-- Start --

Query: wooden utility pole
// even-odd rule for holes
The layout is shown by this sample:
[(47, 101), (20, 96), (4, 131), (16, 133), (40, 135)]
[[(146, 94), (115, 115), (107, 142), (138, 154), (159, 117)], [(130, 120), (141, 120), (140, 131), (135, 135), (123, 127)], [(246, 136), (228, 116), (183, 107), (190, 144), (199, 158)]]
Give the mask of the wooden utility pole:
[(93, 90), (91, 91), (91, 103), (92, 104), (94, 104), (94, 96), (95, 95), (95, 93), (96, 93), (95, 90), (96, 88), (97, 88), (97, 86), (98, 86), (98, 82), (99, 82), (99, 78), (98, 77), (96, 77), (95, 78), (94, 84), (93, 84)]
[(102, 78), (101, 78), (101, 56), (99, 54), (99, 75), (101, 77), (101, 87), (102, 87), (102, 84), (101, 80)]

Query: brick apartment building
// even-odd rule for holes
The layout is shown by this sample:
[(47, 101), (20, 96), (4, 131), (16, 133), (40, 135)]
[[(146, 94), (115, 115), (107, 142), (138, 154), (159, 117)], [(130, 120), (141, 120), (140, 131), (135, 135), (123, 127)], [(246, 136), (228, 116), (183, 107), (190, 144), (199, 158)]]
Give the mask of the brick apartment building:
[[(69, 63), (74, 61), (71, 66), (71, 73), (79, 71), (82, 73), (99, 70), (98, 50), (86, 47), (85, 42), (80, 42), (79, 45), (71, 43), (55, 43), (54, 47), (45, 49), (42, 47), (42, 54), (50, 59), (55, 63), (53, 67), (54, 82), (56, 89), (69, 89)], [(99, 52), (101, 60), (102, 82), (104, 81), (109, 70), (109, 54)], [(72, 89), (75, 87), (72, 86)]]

-- End --

= THE REQUEST =
Put each line of the material above into a Markdown table with the columns Row and Material line. Number the rows in order and skip blank lines.

= REPLY TO THE EXERCISE =
| Row | Material line |
|---|---|
| 1 | Query: wooden utility pole |
| 2 | // even-odd rule for holes |
| 3 | The layout is shown by this sample: |
| 4 | [(47, 101), (20, 96), (4, 131), (16, 133), (40, 135)] |
| 5 | [[(146, 94), (115, 115), (107, 142), (138, 154), (159, 117)], [(130, 120), (141, 120), (140, 131), (135, 135), (123, 127)], [(246, 136), (228, 116), (183, 107), (190, 144), (199, 158)]] |
| 6 | Give the mask of the wooden utility pole: |
| 7 | [(93, 90), (91, 91), (91, 103), (92, 104), (94, 104), (94, 96), (95, 95), (95, 93), (96, 93), (95, 90), (96, 88), (97, 88), (97, 86), (98, 86), (98, 82), (99, 82), (99, 78), (98, 77), (96, 77), (95, 78), (94, 84), (93, 84)] |
| 8 | [(102, 78), (101, 78), (101, 56), (99, 54), (99, 75), (101, 77), (101, 87), (102, 87), (102, 84), (101, 80)] |
| 9 | Query: brick apartment building |
| 10 | // even-odd rule for holes |
| 11 | The layout is shown by this sample: |
| 12 | [(47, 101), (20, 96), (4, 131), (16, 133), (40, 135)] |
| 13 | [[(146, 94), (115, 115), (107, 142), (138, 154), (159, 117)], [(130, 120), (141, 120), (140, 131), (135, 135), (123, 127)], [(246, 136), (228, 116), (183, 107), (190, 144), (199, 158)]] |
| 14 | Give the mask of the brick apartment building: |
| 15 | [[(69, 63), (74, 61), (71, 66), (71, 73), (79, 71), (82, 73), (99, 70), (98, 50), (86, 47), (85, 42), (80, 42), (79, 45), (71, 43), (55, 43), (54, 47), (45, 49), (42, 47), (42, 54), (50, 59), (55, 63), (53, 67), (54, 82), (56, 89), (69, 89)], [(99, 52), (101, 60), (102, 82), (104, 81), (109, 70), (109, 54)], [(72, 89), (75, 87), (72, 86)]] |